> [Yang Diminta]: Bisakah Anda melanjutkan berita tentang catatan fraksi Komisi XI DPR RI atas skema PPN multitarif dalam RUU KUP, mulai tepat setelah kalimat terakhirnya?

> [Kutipan Teks]:
---
Ilustrasi.
JAKARTA, DDTCNews - Sebagian fraksi di Komisi XI DPR RI memberikan catatan khusus terhadap skema PPN multitarif sebesar 5% hingga 25% yang diusulkan oleh pemerintah pada RUU KUP.
Dari 9 fraksi di Komisi XI DPR RI, hanya Fraksi Golkar, PKS, dan PDIP yang memberikan catatan khusus dan pandangan kepada pemerintah atas skema PPN multitarif tersebut.
"Mohon penjelasan dari pemerintah terhadap perubahan PPN dari single-tariff PPN menjadi multitarif PPN terhadap efisiensi dan distorsi ekonomi, dampaknya terhadap biaya administrasi dan kepatuhan, serta kesiapan administrasi perpajakan," tulis Fraksi PDIP pada Daftar Inventarisasi Masalah (DIM) RUU KUP, dikutip Senin (27/9/2021).
Fraksi PKS sebenarnya cenderung mendukung klausul PPN mulitarif yang diusulkan pemerintah. Hanya saja, Fraksi PKS mengusulkan range tarif hanya di rentang 5% hingga 15%, tidak mencapai 25% sebagaimana yang diusulkan pemerintah.
Adapun Fraksi Golkar memandang skema PPN multitarif belum perlu dilakukan. Menurut Fraksi Golkar, PPN multitarif memiliki potensi memberatkan tugas wajib pajak dalam memungut dan menyetorkan PPN.
"Dengan satu tarif PPN saat ini saja sudah banyak terjadi sengketa objek PPN, apalagi dengan tarif PPN yang berbeda dengan berbagai jenis BKP/JKP," tulis Fraksi Golkar.
---
> [Data Tersedia]:
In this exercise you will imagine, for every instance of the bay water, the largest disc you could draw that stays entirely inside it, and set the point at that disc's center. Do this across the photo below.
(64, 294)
---
> [Jawaban Tugas]:
Fraksi Golkar juga mengkhawatirkan potensi restitusi yang timbul akibat perbedaan tarif PPN. "Ada kemungkinan juga wajib pajak yang menjual BKP/JKP dengan tarif rendah namun pajak masukan menggunakan tarif yang lebih tinggi sehingga akan ada potensi pengajuan restitusi PPN," tulis Fraksi Golkar.
Sementara fraksi-fraksi yang tidak memberikan catatan khusus terhadap skema PPN multitarif antara lain Fraksi Gerindra, Nasdem, PKB, Partai Demokrat, PAN, dan PPP.
Untuk diketahui, salah satu alasan pemerintah mengusulkan skema PPN multitarif pada RUU KUP adalah untuk menciptakan sistem PPN yang lebih berkeadilan.
Sejumlah barang dan jasa yang dibutuhkan oleh masyarakat banyak, rencananya akan dikenai tarif PPNÂ lebih rendah dari tarif umum. Sedangkan barang yang tergolong mewah akan dikenai tarif yang lebih tinggi.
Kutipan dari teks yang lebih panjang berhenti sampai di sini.